#### [Apply what you read]
1. Using the article on the Delhi firecracker ban, decide whether each statement agrees with it: (a) the ban on firecracker sales runs until November 1; (b) the ruling followed a petition filed by several children; (c) the ban was set to take effect after Diwali. For each one, answer yes or no and quote the deciding words of the article.
2. From the article on the Delhi firecracker ban, rewrite the passage that begins at "The Supreme Court" and ends after "petitioners, told DW.", substituting "at once" for "immediately".
3. According to the article on the Delhi firecracker ban, why did the top court ban the sale of firecrackers in the national capital region?

#### [Given text]
== Segment start ==

India's Supreme Court has temporarily banned the sale of firecrackers in Delhi ahead of Diwali, a festival marked by bursting firecrackers and lighting lamps. The ruling came after several children filed a petition.
India's top court on Monday banned the sale of firecrackers until November 1 in the national capital region to prevent a repeat of last year when pollutants released by millions of firecrackers forced school closures.
The ban comes just ahead of Diwali, a Hindu festival of lights, which millions of Indians across the country celebrate by letting off firecrackers.
The Supreme Court said the ban would take effect immediately and added that the impact of the ban on the region's air quality would have to be examined.
"We are relieved. This is an excellent first step in cleaning up the air in the city. Fireworks are one of the many contributors to pollution that has a damaging effect on the lungs of people specially children and older people, Gopal Sankaranarayanan, lawyer and father of one of the petitioners, told DW.
"But our fight shall continue. Our petition deals with several other sources of pollution that Delhi is suffering from."
How bad is pollution in Delhi?
- Last November, about a million children were forced to skip school and stay home and thousands of workers reported sick after Delhi struggled with an alarming rise in pollution levels after Diwali.

== Segment end ==

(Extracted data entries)
== Segment start ==

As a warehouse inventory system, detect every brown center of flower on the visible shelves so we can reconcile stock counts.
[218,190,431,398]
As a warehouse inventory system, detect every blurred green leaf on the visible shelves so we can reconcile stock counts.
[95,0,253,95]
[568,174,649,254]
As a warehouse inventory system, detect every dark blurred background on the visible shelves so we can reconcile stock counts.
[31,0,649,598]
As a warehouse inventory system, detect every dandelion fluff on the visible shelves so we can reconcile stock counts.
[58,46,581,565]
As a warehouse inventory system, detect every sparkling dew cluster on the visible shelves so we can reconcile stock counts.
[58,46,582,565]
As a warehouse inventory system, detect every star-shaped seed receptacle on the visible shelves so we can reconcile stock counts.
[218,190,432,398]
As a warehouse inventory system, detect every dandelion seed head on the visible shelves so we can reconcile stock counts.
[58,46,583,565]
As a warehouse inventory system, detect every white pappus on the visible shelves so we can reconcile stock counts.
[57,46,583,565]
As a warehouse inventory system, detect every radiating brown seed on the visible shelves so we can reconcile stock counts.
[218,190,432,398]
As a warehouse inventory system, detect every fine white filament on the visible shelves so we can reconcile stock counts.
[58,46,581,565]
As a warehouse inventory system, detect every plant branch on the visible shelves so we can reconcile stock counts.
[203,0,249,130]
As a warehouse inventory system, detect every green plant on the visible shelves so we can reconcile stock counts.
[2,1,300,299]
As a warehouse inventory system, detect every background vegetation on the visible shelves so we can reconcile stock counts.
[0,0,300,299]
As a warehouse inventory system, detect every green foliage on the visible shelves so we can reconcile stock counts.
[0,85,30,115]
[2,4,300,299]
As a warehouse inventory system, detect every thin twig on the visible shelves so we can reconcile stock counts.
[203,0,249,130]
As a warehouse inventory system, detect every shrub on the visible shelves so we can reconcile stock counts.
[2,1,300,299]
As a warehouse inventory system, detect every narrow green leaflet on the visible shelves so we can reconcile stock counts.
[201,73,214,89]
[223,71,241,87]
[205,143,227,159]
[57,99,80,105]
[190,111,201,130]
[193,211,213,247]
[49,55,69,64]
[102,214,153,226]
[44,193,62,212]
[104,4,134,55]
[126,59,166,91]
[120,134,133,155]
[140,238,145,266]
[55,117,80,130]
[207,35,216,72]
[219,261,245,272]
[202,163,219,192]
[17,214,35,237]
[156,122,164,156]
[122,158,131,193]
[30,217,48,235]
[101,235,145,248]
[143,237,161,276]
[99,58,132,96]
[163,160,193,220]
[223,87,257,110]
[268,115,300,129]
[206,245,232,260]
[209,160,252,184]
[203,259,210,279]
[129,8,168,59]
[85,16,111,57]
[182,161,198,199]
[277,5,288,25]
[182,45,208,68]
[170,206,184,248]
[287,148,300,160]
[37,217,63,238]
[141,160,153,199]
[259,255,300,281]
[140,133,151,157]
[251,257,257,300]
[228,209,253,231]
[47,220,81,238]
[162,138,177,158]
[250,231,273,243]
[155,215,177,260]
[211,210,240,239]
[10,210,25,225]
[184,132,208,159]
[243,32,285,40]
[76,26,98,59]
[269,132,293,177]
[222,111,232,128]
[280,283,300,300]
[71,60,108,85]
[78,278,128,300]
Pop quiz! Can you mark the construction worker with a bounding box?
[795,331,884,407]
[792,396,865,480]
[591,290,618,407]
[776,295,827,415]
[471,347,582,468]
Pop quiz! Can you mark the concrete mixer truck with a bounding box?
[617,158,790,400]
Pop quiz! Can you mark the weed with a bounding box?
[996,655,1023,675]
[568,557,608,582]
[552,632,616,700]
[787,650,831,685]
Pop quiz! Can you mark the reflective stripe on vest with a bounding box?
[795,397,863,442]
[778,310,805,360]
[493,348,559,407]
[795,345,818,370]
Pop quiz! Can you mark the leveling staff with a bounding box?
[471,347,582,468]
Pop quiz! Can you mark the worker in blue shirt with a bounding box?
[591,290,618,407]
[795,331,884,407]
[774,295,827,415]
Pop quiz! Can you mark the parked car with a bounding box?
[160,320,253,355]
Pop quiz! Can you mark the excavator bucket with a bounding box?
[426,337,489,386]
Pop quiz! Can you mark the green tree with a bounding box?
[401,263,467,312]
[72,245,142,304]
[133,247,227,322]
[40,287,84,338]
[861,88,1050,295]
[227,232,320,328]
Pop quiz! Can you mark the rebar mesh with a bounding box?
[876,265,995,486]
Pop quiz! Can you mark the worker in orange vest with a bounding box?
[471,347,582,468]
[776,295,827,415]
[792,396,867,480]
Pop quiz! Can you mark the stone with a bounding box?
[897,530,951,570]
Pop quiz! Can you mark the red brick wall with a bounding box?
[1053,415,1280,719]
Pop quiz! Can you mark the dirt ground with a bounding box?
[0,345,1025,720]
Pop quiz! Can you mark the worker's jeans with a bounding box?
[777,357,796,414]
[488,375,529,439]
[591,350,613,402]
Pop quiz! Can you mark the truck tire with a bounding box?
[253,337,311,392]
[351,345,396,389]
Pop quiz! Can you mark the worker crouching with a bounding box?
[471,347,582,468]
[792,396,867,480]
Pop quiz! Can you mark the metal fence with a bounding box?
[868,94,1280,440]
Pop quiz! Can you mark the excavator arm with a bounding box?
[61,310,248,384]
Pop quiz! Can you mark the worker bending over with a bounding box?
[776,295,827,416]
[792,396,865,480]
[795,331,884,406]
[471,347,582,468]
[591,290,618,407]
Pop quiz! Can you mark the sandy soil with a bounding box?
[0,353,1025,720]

== Segment end ==

#### [Response list]
1.
(a) Yes: "banned the sale of firecrackers until November 1 in the national capital region"
(b) Yes: "The ruling came after several children filed a petition."
(c) No: "the ban would take effect immediately"

2.
The Supreme Court said the ban would take effect at once and added that the impact of the ban on the region's air quality would have to be examined.
"We are relieved. This is an excellent first step in cleaning up the air in the city. Fireworks are one of the many contributors to pollution that has a damaging effect on the lungs of people specially children and older people, Gopal Sankaranarayanan, lawyer and father of one of the petitioners, told DW.

3. The court wanted to prevent a repeat of the previous year. At that time, pollutants released by millions of firecrackers forced schools to close.